# Problem statement
Transcribe, without any change, the line that includes "of the shoreline" and all the lines that come after it in the material below.

# Extracted entries
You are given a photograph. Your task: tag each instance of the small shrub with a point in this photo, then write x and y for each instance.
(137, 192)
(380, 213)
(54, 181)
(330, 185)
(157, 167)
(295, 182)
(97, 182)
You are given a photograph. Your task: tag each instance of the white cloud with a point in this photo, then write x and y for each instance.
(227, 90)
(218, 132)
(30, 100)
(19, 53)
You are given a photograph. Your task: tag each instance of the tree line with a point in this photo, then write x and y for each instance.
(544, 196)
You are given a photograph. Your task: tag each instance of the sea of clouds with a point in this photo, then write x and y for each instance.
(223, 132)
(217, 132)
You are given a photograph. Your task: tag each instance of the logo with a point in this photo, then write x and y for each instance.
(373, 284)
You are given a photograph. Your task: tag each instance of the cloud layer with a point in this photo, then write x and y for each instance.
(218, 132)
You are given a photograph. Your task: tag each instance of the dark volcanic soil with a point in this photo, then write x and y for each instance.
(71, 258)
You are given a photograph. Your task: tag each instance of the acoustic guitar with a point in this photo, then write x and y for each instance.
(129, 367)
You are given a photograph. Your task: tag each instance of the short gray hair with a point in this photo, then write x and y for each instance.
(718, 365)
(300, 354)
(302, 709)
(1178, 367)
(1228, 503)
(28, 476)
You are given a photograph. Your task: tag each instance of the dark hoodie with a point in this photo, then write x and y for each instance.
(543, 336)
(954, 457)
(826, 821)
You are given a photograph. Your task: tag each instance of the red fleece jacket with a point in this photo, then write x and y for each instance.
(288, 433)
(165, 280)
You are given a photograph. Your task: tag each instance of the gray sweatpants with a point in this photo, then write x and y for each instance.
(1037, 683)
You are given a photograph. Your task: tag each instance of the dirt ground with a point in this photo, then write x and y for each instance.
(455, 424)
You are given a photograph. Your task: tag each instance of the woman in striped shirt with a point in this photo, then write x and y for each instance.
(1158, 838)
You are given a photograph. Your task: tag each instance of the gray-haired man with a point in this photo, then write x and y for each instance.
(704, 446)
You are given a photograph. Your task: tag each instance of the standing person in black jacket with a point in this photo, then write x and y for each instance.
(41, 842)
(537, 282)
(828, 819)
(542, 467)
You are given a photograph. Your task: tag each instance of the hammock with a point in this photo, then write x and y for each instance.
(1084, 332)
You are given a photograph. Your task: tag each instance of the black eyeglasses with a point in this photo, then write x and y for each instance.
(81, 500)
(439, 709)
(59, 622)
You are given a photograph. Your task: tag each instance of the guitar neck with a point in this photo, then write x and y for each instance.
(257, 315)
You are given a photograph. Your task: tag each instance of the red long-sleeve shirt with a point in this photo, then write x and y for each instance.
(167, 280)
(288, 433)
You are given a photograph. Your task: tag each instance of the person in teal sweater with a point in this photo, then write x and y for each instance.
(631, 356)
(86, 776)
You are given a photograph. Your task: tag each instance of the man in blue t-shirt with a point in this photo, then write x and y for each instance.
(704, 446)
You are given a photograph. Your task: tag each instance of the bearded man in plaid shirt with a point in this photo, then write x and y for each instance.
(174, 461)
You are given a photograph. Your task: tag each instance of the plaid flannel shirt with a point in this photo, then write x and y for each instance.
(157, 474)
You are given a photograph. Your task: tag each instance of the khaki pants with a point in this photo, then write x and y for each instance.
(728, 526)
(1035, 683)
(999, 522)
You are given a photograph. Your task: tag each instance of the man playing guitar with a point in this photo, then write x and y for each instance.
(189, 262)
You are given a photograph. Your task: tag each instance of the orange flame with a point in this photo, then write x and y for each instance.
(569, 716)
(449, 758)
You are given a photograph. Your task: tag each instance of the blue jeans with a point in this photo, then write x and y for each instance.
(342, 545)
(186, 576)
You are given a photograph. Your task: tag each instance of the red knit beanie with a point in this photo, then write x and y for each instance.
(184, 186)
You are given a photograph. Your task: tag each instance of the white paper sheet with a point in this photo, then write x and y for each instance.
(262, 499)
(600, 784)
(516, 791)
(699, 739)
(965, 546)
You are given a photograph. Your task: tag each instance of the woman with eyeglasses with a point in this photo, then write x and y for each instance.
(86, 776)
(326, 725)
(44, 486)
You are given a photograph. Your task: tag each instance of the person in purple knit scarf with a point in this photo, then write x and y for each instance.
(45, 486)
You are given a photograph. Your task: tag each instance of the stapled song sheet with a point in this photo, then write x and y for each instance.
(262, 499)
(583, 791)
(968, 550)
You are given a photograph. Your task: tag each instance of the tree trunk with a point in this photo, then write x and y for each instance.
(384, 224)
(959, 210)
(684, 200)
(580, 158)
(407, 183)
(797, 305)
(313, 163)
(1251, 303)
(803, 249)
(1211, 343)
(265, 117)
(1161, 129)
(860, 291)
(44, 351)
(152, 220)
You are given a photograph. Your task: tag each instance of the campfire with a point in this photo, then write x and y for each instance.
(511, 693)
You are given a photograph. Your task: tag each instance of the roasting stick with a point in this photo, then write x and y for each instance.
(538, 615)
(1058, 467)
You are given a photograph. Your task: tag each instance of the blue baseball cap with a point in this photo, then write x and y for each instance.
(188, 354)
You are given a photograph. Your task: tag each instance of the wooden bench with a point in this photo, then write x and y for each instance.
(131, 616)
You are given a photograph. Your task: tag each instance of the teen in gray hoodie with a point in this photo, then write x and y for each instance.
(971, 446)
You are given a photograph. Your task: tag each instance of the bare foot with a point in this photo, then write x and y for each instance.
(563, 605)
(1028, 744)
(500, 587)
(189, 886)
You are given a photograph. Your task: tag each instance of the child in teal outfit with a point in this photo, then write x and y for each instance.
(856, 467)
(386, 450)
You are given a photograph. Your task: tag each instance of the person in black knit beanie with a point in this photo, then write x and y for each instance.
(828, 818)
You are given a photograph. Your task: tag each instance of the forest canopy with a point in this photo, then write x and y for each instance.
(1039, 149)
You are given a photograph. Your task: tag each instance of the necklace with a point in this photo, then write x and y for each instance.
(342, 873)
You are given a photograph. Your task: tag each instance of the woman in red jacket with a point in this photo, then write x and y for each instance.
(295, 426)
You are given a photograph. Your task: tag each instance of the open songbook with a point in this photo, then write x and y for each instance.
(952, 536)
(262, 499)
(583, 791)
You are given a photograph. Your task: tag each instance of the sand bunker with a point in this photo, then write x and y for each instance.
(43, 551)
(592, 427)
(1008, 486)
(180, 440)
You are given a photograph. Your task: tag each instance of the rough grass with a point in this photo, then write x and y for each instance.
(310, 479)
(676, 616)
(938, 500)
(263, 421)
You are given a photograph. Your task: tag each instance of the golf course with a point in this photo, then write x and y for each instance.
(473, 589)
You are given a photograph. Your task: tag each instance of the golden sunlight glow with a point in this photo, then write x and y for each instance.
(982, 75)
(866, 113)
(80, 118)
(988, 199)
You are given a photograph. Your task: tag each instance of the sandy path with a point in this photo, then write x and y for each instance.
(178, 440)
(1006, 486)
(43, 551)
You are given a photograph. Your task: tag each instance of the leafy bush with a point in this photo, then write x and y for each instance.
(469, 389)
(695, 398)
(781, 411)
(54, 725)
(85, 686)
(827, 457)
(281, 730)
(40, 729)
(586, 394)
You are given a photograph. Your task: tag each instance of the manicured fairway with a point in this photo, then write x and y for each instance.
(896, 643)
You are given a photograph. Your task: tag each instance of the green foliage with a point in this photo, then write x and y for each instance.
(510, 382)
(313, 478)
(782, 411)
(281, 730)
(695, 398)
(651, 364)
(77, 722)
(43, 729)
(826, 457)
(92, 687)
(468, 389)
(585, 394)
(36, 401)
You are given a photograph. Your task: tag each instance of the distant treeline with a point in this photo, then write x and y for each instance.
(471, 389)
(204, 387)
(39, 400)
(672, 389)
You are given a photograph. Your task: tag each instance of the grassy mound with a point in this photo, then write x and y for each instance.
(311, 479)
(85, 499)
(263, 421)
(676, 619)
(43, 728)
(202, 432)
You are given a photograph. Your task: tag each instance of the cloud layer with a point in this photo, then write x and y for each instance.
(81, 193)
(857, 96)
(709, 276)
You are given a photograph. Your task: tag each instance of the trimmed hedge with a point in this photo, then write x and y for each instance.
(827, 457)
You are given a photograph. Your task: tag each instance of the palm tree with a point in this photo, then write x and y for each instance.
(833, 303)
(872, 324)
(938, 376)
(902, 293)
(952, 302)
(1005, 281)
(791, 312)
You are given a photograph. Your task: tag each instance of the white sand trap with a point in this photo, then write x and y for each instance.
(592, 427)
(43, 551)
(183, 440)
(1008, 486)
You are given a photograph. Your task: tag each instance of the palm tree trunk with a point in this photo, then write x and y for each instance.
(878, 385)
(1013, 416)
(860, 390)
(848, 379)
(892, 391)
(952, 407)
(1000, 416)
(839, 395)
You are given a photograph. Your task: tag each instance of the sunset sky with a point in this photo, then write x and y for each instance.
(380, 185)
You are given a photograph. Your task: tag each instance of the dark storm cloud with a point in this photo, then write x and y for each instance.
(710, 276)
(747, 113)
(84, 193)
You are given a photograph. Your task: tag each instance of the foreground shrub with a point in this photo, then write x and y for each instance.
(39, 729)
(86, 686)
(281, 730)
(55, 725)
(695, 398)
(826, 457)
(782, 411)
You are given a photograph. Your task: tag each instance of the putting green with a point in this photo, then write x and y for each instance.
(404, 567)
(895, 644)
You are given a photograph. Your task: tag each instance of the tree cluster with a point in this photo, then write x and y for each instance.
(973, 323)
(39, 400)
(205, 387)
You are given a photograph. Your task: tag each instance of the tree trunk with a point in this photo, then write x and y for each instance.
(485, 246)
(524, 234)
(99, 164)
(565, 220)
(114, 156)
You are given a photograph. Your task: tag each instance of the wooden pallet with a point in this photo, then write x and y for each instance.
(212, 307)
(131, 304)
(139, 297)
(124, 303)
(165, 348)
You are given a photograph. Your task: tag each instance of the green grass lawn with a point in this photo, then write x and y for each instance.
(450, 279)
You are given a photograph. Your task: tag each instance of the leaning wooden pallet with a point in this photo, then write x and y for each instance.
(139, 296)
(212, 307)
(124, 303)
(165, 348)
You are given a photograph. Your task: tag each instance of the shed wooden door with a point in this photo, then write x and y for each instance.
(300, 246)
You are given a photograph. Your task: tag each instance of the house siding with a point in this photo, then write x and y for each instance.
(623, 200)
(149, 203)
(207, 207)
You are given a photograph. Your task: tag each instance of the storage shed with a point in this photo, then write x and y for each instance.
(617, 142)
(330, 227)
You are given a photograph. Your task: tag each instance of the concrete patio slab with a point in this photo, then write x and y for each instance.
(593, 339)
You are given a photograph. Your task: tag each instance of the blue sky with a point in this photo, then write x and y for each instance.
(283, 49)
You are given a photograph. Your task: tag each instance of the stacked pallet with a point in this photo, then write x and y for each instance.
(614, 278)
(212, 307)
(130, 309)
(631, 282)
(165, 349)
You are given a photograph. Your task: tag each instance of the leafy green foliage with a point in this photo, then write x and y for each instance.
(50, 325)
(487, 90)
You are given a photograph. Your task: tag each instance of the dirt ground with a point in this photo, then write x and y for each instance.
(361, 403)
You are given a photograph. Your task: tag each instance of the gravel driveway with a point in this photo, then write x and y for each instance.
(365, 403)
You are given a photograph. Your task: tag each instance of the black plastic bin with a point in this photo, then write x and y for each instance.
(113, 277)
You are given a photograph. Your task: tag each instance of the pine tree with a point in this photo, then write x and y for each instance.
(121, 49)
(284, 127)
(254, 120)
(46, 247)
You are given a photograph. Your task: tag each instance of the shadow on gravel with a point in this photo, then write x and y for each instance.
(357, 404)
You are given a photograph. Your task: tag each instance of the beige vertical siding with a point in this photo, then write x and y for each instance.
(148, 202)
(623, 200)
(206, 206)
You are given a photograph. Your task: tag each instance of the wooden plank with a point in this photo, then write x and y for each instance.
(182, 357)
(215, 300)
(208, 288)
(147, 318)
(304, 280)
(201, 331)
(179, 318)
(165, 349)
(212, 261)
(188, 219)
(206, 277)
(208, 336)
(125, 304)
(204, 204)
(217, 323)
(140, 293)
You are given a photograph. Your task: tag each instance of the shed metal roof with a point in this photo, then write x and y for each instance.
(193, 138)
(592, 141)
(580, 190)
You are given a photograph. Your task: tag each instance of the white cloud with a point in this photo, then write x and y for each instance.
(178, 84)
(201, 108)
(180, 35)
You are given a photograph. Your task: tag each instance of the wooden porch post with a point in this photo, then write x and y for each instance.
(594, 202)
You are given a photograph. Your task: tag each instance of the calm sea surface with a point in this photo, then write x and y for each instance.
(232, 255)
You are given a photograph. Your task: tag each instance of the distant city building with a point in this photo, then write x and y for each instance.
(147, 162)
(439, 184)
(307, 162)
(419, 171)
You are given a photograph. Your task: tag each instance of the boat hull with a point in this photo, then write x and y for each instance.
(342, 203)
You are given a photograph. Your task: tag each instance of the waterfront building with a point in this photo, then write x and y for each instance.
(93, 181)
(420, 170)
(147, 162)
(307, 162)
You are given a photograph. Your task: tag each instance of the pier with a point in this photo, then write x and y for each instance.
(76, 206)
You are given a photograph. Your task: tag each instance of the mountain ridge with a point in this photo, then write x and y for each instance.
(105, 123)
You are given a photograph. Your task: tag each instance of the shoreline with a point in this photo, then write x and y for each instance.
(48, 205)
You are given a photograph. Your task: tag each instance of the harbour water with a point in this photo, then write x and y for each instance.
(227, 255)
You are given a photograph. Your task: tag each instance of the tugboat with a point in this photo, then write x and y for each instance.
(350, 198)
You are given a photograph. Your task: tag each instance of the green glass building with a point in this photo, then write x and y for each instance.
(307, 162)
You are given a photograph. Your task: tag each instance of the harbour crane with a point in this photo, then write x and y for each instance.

# Answer space
You are given a photograph. Your task: tag each instance of the shoreline with a point in this photo, then write x and y for each instance.
(48, 205)
You are given a photograph. Your task: tag each instance of the harbour water with a point in this photo, then write x and y for each instance.
(227, 255)
You are given a photograph. Your task: tag each instance of the tugboat with a point in this photo, then write x and y for each instance.
(350, 198)
You are given a photograph. Your task: tag each instance of the green glass building with a point in this photo, then write x and y for each instance.
(307, 162)
You are given a photograph. Your task: tag each instance of the harbour crane with a point in this photo, then write x and y for each instance.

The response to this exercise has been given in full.